Stored data
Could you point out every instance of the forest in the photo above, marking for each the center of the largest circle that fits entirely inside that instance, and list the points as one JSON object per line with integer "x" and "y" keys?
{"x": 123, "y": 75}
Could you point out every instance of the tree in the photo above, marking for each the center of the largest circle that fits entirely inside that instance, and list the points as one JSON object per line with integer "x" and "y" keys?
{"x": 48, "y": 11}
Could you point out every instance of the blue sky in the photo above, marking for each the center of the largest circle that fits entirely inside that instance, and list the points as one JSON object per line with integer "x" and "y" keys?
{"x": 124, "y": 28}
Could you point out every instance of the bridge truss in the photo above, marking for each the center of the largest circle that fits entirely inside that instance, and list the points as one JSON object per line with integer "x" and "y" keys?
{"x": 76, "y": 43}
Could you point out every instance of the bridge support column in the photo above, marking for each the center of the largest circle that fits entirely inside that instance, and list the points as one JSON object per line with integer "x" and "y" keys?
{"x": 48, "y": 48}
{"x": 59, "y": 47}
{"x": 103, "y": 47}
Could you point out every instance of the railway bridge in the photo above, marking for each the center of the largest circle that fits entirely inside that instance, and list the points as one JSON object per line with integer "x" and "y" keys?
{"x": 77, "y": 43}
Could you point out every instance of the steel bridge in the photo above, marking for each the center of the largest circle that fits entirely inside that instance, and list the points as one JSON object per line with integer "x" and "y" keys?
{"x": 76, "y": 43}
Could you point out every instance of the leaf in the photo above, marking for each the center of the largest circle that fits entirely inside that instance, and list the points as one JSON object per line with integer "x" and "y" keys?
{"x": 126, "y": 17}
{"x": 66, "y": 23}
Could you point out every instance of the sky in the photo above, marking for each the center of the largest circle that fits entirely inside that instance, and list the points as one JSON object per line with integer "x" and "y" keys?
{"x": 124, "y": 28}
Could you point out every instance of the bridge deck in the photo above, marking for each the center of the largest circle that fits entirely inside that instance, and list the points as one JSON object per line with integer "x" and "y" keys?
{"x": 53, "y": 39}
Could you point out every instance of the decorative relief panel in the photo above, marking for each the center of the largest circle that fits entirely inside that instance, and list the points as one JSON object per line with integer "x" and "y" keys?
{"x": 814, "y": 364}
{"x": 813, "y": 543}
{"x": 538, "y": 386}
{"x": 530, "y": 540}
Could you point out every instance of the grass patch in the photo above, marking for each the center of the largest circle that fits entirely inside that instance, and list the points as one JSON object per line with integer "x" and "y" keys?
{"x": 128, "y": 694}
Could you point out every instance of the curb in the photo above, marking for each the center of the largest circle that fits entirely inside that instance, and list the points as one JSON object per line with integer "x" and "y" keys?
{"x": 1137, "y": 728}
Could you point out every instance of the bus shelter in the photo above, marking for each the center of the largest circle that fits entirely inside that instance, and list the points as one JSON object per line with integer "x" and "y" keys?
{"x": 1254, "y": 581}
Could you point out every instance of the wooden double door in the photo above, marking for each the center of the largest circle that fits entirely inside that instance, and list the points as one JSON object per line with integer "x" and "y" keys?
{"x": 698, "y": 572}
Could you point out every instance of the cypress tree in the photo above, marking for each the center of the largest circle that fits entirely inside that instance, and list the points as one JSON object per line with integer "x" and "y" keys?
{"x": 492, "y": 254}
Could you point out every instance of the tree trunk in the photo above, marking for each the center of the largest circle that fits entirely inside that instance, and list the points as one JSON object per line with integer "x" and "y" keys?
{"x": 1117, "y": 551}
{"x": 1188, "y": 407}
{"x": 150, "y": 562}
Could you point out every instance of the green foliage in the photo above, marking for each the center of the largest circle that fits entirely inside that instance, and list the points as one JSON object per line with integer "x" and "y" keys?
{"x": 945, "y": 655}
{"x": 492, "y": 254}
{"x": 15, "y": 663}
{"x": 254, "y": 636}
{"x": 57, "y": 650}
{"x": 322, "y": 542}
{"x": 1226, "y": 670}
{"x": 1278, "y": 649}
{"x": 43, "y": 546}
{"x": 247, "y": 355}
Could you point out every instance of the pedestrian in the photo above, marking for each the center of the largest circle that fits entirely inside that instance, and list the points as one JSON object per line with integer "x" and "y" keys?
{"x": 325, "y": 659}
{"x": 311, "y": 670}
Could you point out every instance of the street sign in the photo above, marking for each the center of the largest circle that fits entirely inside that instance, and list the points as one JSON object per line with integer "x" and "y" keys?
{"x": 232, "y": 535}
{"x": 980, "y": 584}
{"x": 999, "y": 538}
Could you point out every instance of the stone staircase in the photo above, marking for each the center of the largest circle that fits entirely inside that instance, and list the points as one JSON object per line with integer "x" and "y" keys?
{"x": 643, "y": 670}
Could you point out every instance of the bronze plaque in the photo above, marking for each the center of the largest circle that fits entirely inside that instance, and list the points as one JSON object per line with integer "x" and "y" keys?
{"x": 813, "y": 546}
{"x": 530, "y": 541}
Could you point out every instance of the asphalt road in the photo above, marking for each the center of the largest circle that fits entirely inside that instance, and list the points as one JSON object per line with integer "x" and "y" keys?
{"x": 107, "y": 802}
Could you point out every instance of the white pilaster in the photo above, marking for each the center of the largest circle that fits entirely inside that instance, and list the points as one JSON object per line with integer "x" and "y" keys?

■ Prompt ■
Please repeat every record above word for word.

■ Exercise output ■
Could you point out every instance of the forest in the photo above, marking for each the center of the largest circle that fits entirely inside that instance, and list the points as one JSON object per line with integer "x" and "y" keys?
{"x": 123, "y": 75}
Could you point out every instance of the tree in the photo above, marking for each the center of the largest circle that fits entirely inside that instance, and list the points as one JSON object per line with integer "x" and "y" keys?
{"x": 48, "y": 11}
Could you point out every instance of the blue sky in the photo above, marking for each the center of the largest circle that fits entirely inside that instance, and list the points as one JSON object per line with integer "x" and "y" keys?
{"x": 124, "y": 28}
Could you point out every instance of the bridge truss in the photo above, marking for each the center of the largest circle that fits entirely inside that instance, and list the points as one JSON object per line with integer "x" and "y" keys?
{"x": 76, "y": 43}
Could you point out every instance of the bridge support column in the photo above, marking for each the center of the largest circle that fits entirely inside that instance, and list the points as one JSON object per line with integer "x" and "y" keys?
{"x": 48, "y": 48}
{"x": 59, "y": 47}
{"x": 103, "y": 47}
Could you point out every instance of the railway bridge in the photo above, marking for each the center of the largest circle that fits entirely inside that instance, and list the points as one JSON object per line with integer "x" and "y" keys?
{"x": 77, "y": 43}
Could you point out every instance of the steel bridge in the photo above, marking for each the center of the largest circle that fits entirely inside that instance, and list the points as one JSON object per line with integer "x" and "y" keys?
{"x": 76, "y": 43}
Could you point out every instance of the leaf in the photo above, marking for each the center of the largest circle that fits entirely inside that instance, and list the points as one JSON object per line with integer "x" and "y" keys?
{"x": 126, "y": 17}
{"x": 66, "y": 23}
Could you point out every instance of the sky in the photo above, marking for each the center of the largest circle that fits entirely inside that instance, and list the points as one JSON object per line with integer "x" and "y" keys?
{"x": 124, "y": 28}
Could you point out every instance of the bridge deck in the photo above, marking for each the center of the largest circle that fits entirely inside that instance, and list the points as one JSON object per line with integer "x" and "y" keys?
{"x": 53, "y": 39}
Could you point out every instance of the decorative relief panel in the photo above, marking for each the center of the largest circle that fits entirely inside that instance, and list the points as one JSON object per line with integer "x" and "y" keys?
{"x": 814, "y": 364}
{"x": 813, "y": 543}
{"x": 538, "y": 386}
{"x": 530, "y": 540}
Could you point out every instance of the grass patch in the photo above, marking for each the center of the largest circle that fits entirely inside that instance, and list the points as one JSON object per line with integer "x" and "y" keys?
{"x": 128, "y": 694}
Could you point out every instance of the curb in the photo above, marking for each the center of the largest circle that fits entirely inside that instance, and list the points as one JSON object per line with integer "x" and "y" keys?
{"x": 1137, "y": 728}
Could you point out every instance of the bus shelter in the photo above, marking for each the center of the largest circle that fits entirely inside that instance, and list the points as one JSON object per line with integer "x" and "y" keys?
{"x": 1254, "y": 581}
Could you point out every instance of the wooden double door in the photo above, marking for each the center of the largest circle that fits entirely inside that instance, and list the points as one JSON object per line with integer "x" and "y" keys?
{"x": 698, "y": 572}
Could you point out every instance of the cypress tree in the photo above, marking for each the center of the largest circle that fits entirely inside that instance, and list the points as one JSON object per line with integer "x" and "y" keys?
{"x": 492, "y": 254}
Could you point out every instance of the tree trunk in the photo above, marking for each the center of the largest circle that fits entirely inside that instance, and list the points as one JSON object per line with integer "x" and "y" keys?
{"x": 1117, "y": 551}
{"x": 1188, "y": 407}
{"x": 150, "y": 562}
Could you point out every instance of the green foliage in the photo above, marking for each the center of the largest circle that fits entirely inside that instance, and list the points as one JSON object per line with integer "x" and "y" keys?
{"x": 945, "y": 655}
{"x": 492, "y": 254}
{"x": 15, "y": 663}
{"x": 254, "y": 636}
{"x": 57, "y": 650}
{"x": 322, "y": 542}
{"x": 1226, "y": 670}
{"x": 1278, "y": 649}
{"x": 43, "y": 546}
{"x": 247, "y": 355}
Could you point out every instance of the pedestrian in the photo above, marking for each the center of the largest circle that fits entirely inside that instance, and list the points as one JSON object per line with integer "x" and "y" keys?
{"x": 325, "y": 659}
{"x": 311, "y": 670}
Could you point out every instance of the street sign in the photo above, marking for each the center of the largest circle that fits entirely inside that instance, and list the points as one JSON object per line with integer "x" and "y" keys?
{"x": 232, "y": 535}
{"x": 980, "y": 584}
{"x": 999, "y": 538}
Could you point out every instance of the stone staircase in the photo above, marking for each the center of the largest circle that fits entirely inside that instance, and list the points as one JSON object per line with integer "x" and "y" keys?
{"x": 643, "y": 670}
Could you point out every instance of the bronze plaque in the photo above, marking for each the center of the largest circle that fits entirely inside that instance, and list the points as one JSON object per line with integer "x" and "y" keys?
{"x": 813, "y": 546}
{"x": 530, "y": 541}
Could you point out every instance of the asphalt road in the photo above, marking for each the center of the largest circle that fits entirely inside that instance, and list the points as one JSON object per line with integer "x" and "y" keys?
{"x": 107, "y": 802}
Could you point out every instance of the white pilaster in the photo above, marking for each the center of the largest circle that fits entirely inside that instance, and list the points as one JSON object per line with integer "x" and "y" keys?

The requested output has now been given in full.